Questions:
1. Output the portion of the Ivanka Trump column starting with "Officially, her title" and going on through "to her father.", copied verbatim.
2. In the Ivanka Trump column, what is her official title?

Text segment:

The First Daughter, Ivanka Trump, is having an extraordinary influence on her father—all for the good.
President Trump, who engages his mouth before his brain, desperately needs a cool head to tell him some hard truths about his misguided reign. Ms. Trump is the one.
Officially, her title is assistant to the president. But she is much more.
A page-one story in the New York Times describes how she “lays it all on the line” to her father.
Ivanka told him she focuses on gender equality in the U.S. and abroad. She urges a global fund for women entrepreneurs. She calls him dad, not Mr. President. She reads books and researches issues. Now she’s reading Eleanor Roosevelt’s autobiography.
More Ivanka opposing her foolhardy father:
• She rightly complains his team is mostly men.
• She wants for women a paid maternity leave, affordable health care, more pay and flexible working hours.
• She wants a play pen at the office while women are working so their youngsters can have crayons, toys and other playthings.
• She denounces scathing remarks her father made about “Mexico sending rapists across the border.”
• She says climate control is not a myth as he insists.
• She declares his plan to deport youth–who have lived all their lives in America–because their parents are undocumented is wrong. (So is his proposal to deny Muslims emigration to the U.S.)
• She tells him higher education should be supported by the federal government for the poor and minorities, not just the privileged in society.
• She supports the right to abortions and urges more women’s health-care services. She backs the Affordable Care Act that he proposed abolishing.
• She wants to allow more Syrian refugees to live in America. Her father is opposed.
Ivanka Trump, 35, is a former model with intelligence. (Her beautiful face and lovely blonde hair adorned the front page of the Times, three columns wide and six inches deep.)
‘MADAM PRESIDENT’
Ms. Trump should be president. For more on “Madam President” read her book, “Women Who Work.”

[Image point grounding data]

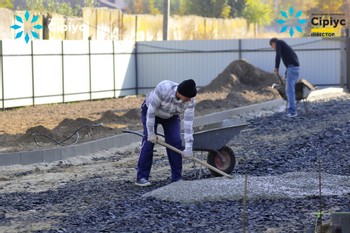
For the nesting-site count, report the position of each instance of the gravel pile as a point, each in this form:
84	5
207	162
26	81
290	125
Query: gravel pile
273	151
288	185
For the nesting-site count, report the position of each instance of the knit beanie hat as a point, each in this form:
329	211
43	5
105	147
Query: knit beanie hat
187	88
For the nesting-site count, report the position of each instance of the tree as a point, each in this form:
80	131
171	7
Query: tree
6	4
257	13
209	8
138	7
152	8
236	8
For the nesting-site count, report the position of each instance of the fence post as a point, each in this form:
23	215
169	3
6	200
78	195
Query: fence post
62	50
114	82
239	49
136	71
33	81
2	77
90	81
166	12
347	39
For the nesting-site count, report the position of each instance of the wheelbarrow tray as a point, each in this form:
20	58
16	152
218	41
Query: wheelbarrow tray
216	135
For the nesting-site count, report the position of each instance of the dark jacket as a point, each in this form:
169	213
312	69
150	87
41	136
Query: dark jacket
284	51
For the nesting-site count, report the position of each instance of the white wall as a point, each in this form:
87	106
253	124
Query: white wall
49	71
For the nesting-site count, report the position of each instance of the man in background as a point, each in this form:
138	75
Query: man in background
291	61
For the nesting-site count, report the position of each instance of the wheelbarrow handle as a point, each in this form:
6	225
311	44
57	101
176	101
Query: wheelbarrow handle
281	80
160	142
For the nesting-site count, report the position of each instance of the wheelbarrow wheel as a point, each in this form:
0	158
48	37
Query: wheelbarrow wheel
225	161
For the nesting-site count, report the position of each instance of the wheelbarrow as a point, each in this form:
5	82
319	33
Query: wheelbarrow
302	90
212	138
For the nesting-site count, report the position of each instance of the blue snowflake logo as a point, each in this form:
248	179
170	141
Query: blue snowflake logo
21	25
294	21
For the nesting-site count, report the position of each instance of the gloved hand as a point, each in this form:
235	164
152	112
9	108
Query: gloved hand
188	152
152	138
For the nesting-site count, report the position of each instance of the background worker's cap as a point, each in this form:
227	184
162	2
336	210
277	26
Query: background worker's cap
187	88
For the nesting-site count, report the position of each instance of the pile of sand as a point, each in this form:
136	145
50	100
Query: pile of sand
241	75
242	84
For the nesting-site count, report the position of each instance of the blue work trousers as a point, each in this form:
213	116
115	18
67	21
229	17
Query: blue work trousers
292	78
172	133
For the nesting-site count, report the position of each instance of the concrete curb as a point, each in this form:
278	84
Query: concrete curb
61	153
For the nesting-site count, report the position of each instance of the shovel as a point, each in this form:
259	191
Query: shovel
160	142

Task-by-task results:
1.
Officially, her title is assistant to the president. But she is much more.
A page-one story in the New York Times describes how she “lays it all on the line” to her father.

2. Assistant to the president.